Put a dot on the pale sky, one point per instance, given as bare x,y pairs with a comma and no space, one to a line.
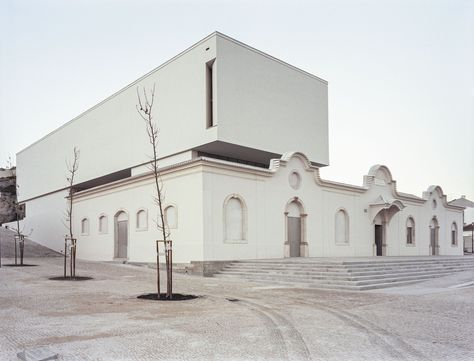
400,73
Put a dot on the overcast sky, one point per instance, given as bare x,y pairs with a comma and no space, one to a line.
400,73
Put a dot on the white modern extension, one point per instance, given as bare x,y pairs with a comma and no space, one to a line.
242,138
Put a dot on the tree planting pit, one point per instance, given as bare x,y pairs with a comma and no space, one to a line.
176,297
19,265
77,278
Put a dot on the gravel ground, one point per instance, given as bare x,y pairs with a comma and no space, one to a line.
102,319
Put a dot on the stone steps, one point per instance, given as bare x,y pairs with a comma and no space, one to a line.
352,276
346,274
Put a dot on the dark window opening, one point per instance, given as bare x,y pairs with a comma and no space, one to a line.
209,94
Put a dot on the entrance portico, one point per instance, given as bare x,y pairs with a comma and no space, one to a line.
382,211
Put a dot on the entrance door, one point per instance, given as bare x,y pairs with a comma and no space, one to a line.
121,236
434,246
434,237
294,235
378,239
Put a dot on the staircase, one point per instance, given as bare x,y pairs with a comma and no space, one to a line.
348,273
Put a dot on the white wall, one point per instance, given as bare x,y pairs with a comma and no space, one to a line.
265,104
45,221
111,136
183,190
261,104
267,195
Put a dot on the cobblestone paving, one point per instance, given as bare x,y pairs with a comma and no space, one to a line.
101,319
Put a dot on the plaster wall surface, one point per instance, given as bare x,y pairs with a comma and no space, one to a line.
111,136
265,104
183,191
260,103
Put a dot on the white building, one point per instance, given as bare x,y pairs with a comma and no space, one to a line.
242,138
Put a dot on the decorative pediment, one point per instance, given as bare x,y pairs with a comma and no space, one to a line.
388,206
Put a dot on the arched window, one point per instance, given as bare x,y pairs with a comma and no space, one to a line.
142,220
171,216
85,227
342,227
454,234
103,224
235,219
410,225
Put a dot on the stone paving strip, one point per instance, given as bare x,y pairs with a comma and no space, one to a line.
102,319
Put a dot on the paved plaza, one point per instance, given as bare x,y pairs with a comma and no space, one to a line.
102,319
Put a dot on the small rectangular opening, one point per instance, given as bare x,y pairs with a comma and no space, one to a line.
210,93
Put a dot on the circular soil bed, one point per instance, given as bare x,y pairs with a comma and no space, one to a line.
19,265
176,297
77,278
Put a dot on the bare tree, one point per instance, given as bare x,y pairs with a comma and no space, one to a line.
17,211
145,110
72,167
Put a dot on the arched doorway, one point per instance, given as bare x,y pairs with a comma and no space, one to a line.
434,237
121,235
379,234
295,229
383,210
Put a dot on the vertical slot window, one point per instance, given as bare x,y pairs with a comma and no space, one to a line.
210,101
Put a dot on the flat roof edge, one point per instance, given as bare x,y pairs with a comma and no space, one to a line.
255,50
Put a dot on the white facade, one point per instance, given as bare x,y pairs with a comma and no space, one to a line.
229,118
- - -
* WRITTEN TASK
Give back exactly the lines from the line holding "Put a dot on the paved" through the last line of the listing, including both.

* TASK SOLUTION
Put a dot on the paved plaza, one point per instance, given as bare x,y pairs with a comma and no space, one to a line.
102,319
Put a dot on the small rectangular opening, one point per instance, given as bare x,y pairs with a comma and no space, one to a line.
210,93
Put a dot on the circular soil bed, one point per instance, given as bare x,y pairs with a comma and no space, one to a line.
19,265
176,297
77,278
Put a dot on the bare tree, one point per instance, given as bare x,y pairs with a comma and no space, one to a line.
17,211
145,110
72,167
Put a dot on the arched doorway, one point per instance, given as bare x,y pairs with a comma and no space, one to a line.
434,237
121,235
379,234
295,229
383,210
Put a dot on the vertical slot window, one point per instance, given as bare x,y pairs with a comma and no space, one to a line.
210,101
Put a dot on the flat roof edge, one point per instance, given as bare x,y pairs with a comma and no space, one to a line.
255,50
Put a dot on the white facade, one point per instance, given as bare x,y pairs with a comma and no space, one to a line.
229,118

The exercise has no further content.